Problems and tasks:
1: According to the compliance update on HIPAA and preventive care, why did HHS propose the HIPAA privacy rule change on reproductive health care? Answer in one to three sentences.
2: Write the next part of the compliance update on HIPAA and preventive care, starting after its last sentence.

Document extract:
- Opening Delimiter -

Proposed HIPAA privacy rule modification in response to Dobbs. On April 12, HHS issued proposed regulations (and a fact sheet) that would prohibit the use or disclosure of PHI by a covered entity or business associate for a criminal, civil, or administrative investigation into or proceeding against a person in connection with seeking, obtaining, providing, or facilitating reproductive health care, where the health care is lawful under the circumstances in which it is provided. This is part of the Biden administration’s response to the U.S. Supreme Court’s ruling in Dobbs, which concluded that the Constitution does not prohibit states from regulating or banning abortion. The proposal would also prohibit the identification of any person for the purpose of initiating such investigations or proceedings. Reproductive health care would be interpreted broadly to include prenatal care, abortion, miscarriage management, infertility treatment, contraception use, and treatment for reproductive-related conditions such as ovarian cancer.

FAQ guidance addresses ACA preventive care mandate after Braidwood. On April 13, the DOL/HHS/IRS issued FAQs addressing the recent Braidwood court ruling that the ACA requirement to provide preventive care as recommended by the U.S. Preventive Services Task Force (PSTF) is unconstitutional (discussed in last month’s compliance update). As background, the ACA requires health plans to cover preventive care with no cost-sharing for participants, and the ACA empowers three agencies—the PSTF, the Health Resources and Services Administration (HRSA), and the Advisory Committee on Immunization Practices (ACIP)—to determine what kinds of preventive care fall within each category of mandatory coverage by issuing guidelines or recommendations. Here are highlights of the FAQ guidance:

  •  Although Braidwood prevents the implementation and enforcement of coverage requirements for items and services recommended with an A or B rating by the USPSTF on or after March 23, 2010, the decision does not preclude plans and insurers from continuing to provide the full extent of such coverage. Also, Braidwood does not impact items and services recommended with an A or B rating by the USPSTF before March 23, 2010, or recommendations by the ACIP and HRSA.

- Closing Delimiter -

Stored data:
- Opening Delimiter -

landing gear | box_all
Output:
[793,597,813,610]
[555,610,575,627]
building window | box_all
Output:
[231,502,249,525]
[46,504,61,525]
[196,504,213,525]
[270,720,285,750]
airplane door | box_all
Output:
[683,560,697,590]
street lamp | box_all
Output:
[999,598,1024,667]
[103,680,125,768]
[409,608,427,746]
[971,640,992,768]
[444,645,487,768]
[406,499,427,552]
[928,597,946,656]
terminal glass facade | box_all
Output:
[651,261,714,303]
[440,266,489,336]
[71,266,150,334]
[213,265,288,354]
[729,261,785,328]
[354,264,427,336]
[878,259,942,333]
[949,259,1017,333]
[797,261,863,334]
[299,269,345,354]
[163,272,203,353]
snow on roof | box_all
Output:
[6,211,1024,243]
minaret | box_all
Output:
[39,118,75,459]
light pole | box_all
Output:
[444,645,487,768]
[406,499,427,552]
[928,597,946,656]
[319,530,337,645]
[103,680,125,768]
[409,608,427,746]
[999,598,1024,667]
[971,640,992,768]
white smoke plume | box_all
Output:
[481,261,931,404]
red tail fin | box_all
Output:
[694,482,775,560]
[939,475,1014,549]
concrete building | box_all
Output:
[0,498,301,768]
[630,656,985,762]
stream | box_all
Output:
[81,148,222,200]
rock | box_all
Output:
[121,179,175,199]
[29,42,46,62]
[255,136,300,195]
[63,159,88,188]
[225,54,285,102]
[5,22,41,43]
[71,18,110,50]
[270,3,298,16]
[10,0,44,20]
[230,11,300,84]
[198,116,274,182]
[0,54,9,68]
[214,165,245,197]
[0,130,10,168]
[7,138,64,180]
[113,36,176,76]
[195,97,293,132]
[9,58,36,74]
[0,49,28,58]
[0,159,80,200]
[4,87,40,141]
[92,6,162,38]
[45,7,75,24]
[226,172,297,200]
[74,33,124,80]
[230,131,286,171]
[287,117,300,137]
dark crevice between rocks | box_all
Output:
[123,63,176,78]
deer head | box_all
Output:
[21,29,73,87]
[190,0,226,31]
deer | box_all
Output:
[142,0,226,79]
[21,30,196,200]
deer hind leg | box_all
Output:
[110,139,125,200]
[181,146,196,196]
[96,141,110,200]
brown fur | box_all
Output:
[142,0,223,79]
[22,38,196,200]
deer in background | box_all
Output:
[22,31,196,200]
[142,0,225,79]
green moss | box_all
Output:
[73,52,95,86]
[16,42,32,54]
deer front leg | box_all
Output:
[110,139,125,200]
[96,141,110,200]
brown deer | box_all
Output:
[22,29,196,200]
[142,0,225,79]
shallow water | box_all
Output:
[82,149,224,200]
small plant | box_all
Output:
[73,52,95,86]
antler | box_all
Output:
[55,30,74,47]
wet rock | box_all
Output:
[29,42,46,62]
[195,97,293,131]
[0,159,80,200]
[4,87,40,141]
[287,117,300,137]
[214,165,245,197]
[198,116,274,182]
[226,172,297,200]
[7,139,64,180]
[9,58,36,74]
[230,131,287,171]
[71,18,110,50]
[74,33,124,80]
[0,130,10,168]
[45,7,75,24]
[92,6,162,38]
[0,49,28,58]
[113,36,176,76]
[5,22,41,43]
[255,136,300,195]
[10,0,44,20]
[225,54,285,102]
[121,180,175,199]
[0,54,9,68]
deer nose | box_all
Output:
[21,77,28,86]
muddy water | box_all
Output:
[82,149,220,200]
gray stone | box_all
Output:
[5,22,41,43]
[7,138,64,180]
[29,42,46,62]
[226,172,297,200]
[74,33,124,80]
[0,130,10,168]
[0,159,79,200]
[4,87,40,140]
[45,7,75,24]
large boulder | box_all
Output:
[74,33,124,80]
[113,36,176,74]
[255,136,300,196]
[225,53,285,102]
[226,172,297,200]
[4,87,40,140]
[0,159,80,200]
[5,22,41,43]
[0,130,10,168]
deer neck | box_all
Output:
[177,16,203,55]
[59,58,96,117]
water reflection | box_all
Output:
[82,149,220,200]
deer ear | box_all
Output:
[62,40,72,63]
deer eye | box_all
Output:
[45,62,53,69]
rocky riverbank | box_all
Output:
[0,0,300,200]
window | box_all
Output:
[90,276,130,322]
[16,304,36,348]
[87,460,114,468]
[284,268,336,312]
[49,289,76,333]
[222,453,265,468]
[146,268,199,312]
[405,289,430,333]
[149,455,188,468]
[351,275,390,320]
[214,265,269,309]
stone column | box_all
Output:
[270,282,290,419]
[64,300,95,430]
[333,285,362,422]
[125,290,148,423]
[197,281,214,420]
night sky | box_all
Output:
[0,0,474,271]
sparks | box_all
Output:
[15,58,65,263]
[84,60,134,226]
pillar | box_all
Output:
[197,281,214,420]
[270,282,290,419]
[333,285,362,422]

- Closing Delimiter -
- Opening Delimiter -

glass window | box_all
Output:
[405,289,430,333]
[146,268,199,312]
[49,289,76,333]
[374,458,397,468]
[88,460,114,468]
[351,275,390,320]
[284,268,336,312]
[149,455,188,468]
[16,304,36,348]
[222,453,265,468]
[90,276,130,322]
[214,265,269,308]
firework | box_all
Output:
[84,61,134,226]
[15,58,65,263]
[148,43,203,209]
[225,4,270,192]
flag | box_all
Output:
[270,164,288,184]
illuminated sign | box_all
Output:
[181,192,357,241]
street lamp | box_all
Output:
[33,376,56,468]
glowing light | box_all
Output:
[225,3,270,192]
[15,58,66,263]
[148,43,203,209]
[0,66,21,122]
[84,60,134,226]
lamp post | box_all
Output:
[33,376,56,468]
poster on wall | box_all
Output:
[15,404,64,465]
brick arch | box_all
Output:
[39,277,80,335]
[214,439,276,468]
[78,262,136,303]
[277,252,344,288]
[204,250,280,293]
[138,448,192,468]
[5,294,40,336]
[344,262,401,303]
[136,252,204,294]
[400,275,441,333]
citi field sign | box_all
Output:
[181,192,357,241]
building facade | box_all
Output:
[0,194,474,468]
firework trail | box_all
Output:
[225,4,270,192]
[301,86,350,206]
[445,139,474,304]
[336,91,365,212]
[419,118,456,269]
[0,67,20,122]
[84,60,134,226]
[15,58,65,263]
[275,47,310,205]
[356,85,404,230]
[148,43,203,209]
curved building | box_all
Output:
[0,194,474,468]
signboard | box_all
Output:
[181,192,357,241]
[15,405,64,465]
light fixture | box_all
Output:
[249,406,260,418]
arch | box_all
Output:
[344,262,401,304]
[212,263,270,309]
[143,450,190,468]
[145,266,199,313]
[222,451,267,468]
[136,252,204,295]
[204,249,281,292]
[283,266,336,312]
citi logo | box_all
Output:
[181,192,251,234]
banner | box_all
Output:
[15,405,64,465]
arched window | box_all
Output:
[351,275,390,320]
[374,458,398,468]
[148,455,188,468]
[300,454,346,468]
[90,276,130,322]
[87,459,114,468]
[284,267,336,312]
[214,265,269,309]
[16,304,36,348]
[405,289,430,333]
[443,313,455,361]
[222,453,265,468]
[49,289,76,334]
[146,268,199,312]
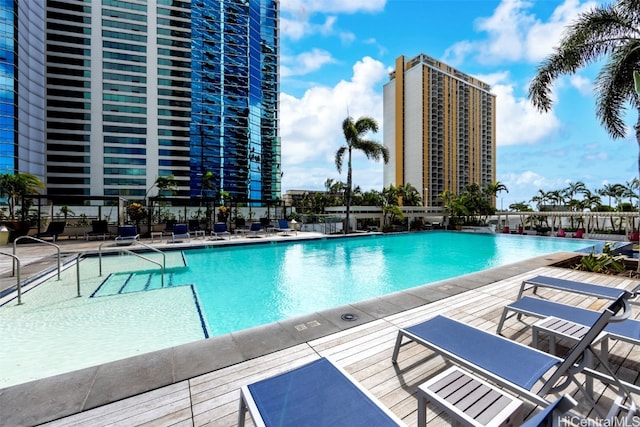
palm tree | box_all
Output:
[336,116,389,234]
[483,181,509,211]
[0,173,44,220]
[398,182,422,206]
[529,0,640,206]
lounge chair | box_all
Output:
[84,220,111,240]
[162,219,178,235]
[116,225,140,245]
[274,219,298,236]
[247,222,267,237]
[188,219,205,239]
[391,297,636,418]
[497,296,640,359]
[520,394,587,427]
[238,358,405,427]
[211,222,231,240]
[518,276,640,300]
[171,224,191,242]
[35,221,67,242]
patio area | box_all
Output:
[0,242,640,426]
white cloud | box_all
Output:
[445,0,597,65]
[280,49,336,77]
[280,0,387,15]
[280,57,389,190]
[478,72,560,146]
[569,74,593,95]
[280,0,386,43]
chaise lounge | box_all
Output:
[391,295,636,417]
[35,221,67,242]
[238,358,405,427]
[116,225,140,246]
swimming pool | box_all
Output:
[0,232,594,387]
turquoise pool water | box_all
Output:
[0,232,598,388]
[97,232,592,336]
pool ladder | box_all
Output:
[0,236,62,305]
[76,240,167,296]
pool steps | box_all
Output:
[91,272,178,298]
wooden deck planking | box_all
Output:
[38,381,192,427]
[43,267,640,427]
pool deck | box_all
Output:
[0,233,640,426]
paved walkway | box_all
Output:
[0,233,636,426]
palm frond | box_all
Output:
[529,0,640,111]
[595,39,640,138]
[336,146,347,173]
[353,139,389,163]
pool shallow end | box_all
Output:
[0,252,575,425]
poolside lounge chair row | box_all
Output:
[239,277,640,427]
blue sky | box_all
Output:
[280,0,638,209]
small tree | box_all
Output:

- Closing Delimiter -
- Opening Delimiter -

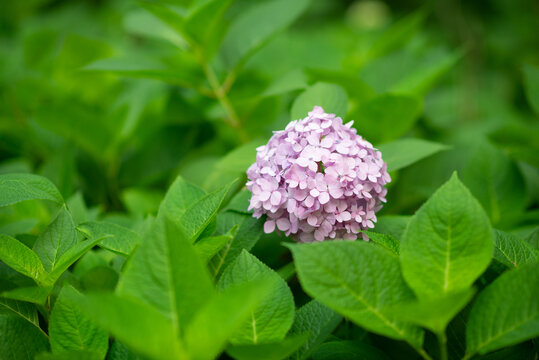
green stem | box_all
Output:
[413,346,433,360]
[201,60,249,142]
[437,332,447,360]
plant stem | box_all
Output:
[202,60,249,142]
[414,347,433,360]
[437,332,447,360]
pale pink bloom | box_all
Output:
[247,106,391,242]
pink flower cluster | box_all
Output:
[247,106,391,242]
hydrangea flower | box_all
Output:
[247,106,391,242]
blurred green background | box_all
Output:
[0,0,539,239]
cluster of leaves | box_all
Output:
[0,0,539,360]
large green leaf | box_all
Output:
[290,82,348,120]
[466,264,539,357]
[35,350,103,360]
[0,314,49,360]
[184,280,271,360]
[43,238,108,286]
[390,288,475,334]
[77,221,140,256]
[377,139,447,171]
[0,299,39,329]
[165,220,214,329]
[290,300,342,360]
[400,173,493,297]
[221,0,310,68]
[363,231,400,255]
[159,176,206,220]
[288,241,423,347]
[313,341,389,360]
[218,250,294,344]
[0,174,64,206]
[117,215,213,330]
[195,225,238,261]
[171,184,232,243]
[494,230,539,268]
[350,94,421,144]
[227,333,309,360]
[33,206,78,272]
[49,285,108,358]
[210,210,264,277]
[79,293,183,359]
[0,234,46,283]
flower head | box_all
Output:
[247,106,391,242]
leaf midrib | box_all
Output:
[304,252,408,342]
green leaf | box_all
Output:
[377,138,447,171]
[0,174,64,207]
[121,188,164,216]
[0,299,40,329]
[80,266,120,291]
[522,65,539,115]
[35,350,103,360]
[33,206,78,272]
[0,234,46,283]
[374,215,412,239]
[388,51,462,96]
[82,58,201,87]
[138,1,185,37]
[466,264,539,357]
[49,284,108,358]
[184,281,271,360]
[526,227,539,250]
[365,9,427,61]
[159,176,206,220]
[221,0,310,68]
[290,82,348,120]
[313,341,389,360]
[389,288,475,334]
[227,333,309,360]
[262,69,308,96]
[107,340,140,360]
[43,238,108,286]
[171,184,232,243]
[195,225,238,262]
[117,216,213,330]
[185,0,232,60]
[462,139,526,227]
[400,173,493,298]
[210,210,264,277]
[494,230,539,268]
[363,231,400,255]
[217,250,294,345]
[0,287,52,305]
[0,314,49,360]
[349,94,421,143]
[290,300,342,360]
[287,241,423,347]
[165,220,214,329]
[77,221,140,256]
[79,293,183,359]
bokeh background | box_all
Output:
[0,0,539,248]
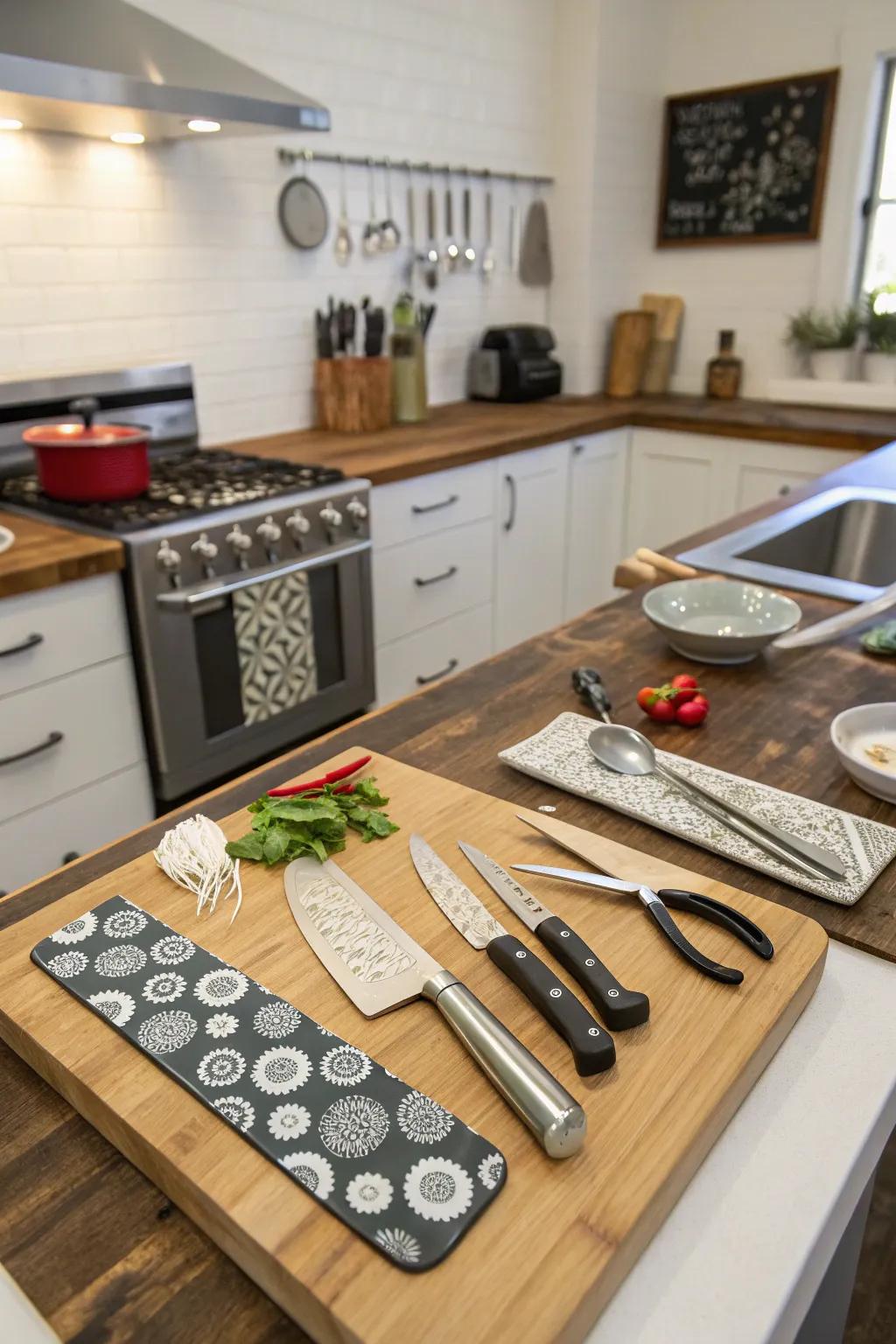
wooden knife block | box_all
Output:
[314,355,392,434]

- Closing Delimiter -

Expected responses:
1: The proposal is part of the Biden administration's response to the U.S. Supreme Court's ruling in Dobbs. That ruling concluded that the Constitution does not prohibit states from regulating or banning abortion.

2:
  • Any overlap between recommendations made by HRSA and ACIP, with items listed with an A or B rating by USPSTF, must continue to be covered without cost sharing, even if the items and services were recommended after March 23, 2010.
  • Until further guidance is issued, items and services recommended with an A or B rating by the USPSTF on or after March 23, 2010, will be treated as preventive care for purposes of the HDHP preventive care safe harbor, regardless of whether these items and services must be covered without cost-sharing under the ACA. In other words, HDHPs may continue to provide USPSTF recommended A and B rated preventive services before the minimum deductible is satisfied without jeopardizing the ability to make HSA contributions.
  • Employers considering changes to their plan’s preventive health services coverage should proceed with caution since they may still be required to cover the full scope of recommended preventive services under other legal and contractual requirements. For instance, Braidwood does not affect state-law requirements, and the terms of contracts may prevent mid-year changes. In addition, the government has requested a stay pending appeal of the decision, so compliance with these rules will be a moving target.